Records from a data source:
"""
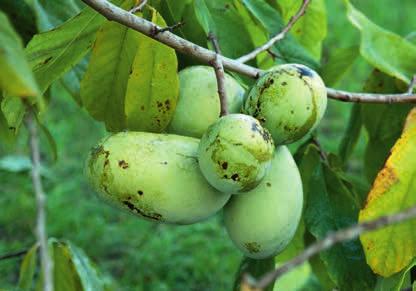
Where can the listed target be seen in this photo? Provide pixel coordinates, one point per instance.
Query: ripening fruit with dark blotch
(289, 100)
(199, 104)
(154, 176)
(235, 153)
(263, 221)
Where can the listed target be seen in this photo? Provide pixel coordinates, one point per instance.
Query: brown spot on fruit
(123, 164)
(252, 247)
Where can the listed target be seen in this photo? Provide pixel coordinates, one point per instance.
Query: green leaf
(311, 29)
(330, 206)
(27, 269)
(53, 53)
(222, 18)
(258, 34)
(338, 64)
(396, 281)
(153, 84)
(14, 110)
(50, 14)
(103, 87)
(72, 270)
(383, 49)
(288, 49)
(351, 134)
(255, 268)
(383, 123)
(16, 78)
(392, 248)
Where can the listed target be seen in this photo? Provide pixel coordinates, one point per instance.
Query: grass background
(141, 255)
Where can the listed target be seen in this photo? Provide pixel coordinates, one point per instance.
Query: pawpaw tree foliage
(134, 85)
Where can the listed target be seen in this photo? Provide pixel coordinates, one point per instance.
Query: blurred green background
(141, 255)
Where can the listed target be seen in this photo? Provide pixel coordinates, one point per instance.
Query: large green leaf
(330, 206)
(104, 85)
(258, 34)
(311, 29)
(383, 123)
(383, 49)
(16, 78)
(396, 281)
(72, 270)
(153, 84)
(288, 49)
(53, 53)
(222, 18)
(27, 269)
(14, 110)
(391, 249)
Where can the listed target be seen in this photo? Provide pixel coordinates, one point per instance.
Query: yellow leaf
(391, 249)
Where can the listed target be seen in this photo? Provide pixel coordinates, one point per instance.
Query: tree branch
(41, 234)
(370, 97)
(13, 255)
(332, 239)
(220, 74)
(114, 13)
(281, 35)
(138, 7)
(412, 85)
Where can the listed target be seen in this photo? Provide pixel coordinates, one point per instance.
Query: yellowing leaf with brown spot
(391, 249)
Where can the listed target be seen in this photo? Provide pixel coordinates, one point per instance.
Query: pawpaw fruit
(235, 153)
(198, 105)
(263, 221)
(289, 100)
(154, 176)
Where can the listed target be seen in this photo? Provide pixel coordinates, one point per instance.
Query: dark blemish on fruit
(266, 85)
(303, 71)
(224, 165)
(123, 164)
(47, 60)
(252, 247)
(150, 215)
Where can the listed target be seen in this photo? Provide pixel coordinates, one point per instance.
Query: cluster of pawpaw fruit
(238, 162)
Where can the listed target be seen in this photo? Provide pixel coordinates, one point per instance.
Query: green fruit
(155, 176)
(199, 105)
(289, 101)
(234, 153)
(262, 222)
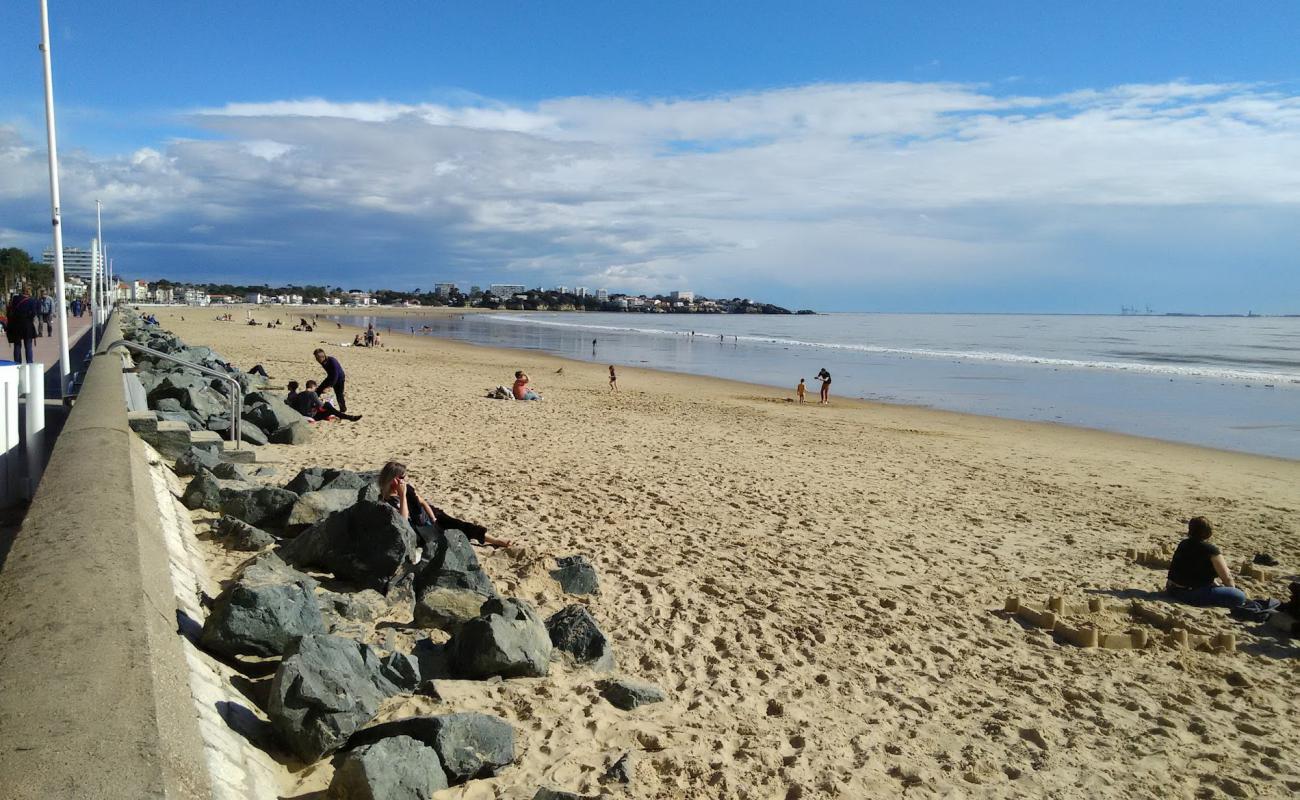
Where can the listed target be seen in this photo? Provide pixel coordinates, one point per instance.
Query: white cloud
"""
**WHAT TO PRODUCE:**
Every record above should be written out again exactly; the pictures stay out of the copy.

**PROBLEM SOLUTION:**
Where can the listed target be seen in this photo? Provide pixel coordinates, one point per instance.
Query: ripening fruit with dark blotch
(289, 100)
(199, 104)
(154, 176)
(235, 153)
(263, 221)
Where can the listed target be seen in this photo? Provide pixel coordinates, one point per instance.
Query: brown spot on fruit
(123, 164)
(252, 247)
Where can the listed target be seen in this photo? Provide pixel coordinates, one point per instance.
Query: green leaf
(311, 29)
(330, 206)
(27, 269)
(53, 53)
(222, 18)
(258, 34)
(338, 64)
(396, 281)
(153, 84)
(14, 110)
(50, 14)
(103, 87)
(72, 270)
(383, 49)
(288, 49)
(351, 134)
(255, 268)
(383, 123)
(16, 78)
(392, 248)
Where can the listed target be seen in this photo? Provide pixel coordinates, one point per instance.
Query: grass background
(141, 255)
Where can the listed target be seen in this photo? Provide pixel coordinates, one point per instance.
Query: pawpaw tree foliage
(134, 85)
Where can the listed target be seen in this photo? Provide pixel coordinates, one point per instance.
Query: blurred green background
(141, 255)
Where can the listed target be seen in this photo? Provide pixel coordinates, one point per instance.
Query: large green leaf
(330, 206)
(104, 85)
(258, 34)
(311, 29)
(383, 123)
(383, 49)
(16, 78)
(396, 281)
(72, 270)
(153, 84)
(288, 49)
(53, 53)
(222, 18)
(27, 269)
(14, 110)
(391, 249)
Where can the listed target be seen in this photo? Provide pixel coordinates, one point per instance.
Query: yellow leaf
(391, 249)
Where can the listed target be seen in this photo? Provide pixel coordinates, one point per instance.
Query: tree branch
(41, 234)
(370, 97)
(13, 255)
(332, 239)
(220, 74)
(114, 13)
(281, 35)
(138, 7)
(412, 85)
Where can the listed target be seen in this photo? Provide pixel coordinates, one point per instance.
Query: yellowing leaf with brown spot
(391, 249)
Where can the listed target be seen in this photo? Provide pixel coordinates, one point per instance.
Query: pawpaw fruit
(235, 153)
(198, 105)
(263, 221)
(289, 100)
(154, 176)
Where can the listed target be seen in this photo? Provide pixel coordinates, one point per instance.
Query: dark blemish on fruit
(266, 85)
(303, 71)
(224, 165)
(123, 164)
(47, 60)
(252, 247)
(150, 215)
Where can the listed target be seen in this photo? Provide pixel coordinates, one point per instance.
Query: cluster of pawpaw fruit
(238, 162)
Where can the listed target be seen in this photo? Provide pixel coordinates, one point per instance.
Query: green fruit
(155, 176)
(199, 105)
(289, 101)
(234, 153)
(262, 222)
Where can the listed target be seen in this photo? Provide pixel coordinates, one point per instance.
Query: white cloud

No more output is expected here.